**Requirement**
Without including any images, set down the records below exactly.

(Dataset entries)

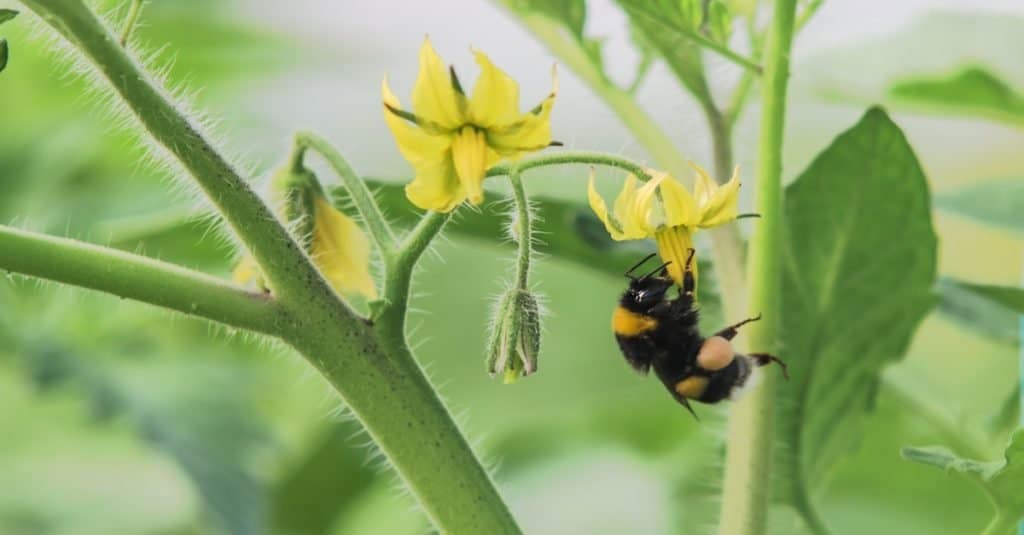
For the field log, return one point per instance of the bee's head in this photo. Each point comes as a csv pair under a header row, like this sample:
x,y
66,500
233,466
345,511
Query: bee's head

**Exercise output**
For the field log, return one point per instance of the bee's head in this photo. Each point comes as a csv pair under a header row, like this sample:
x,y
66,500
233,466
345,511
Query: bee's head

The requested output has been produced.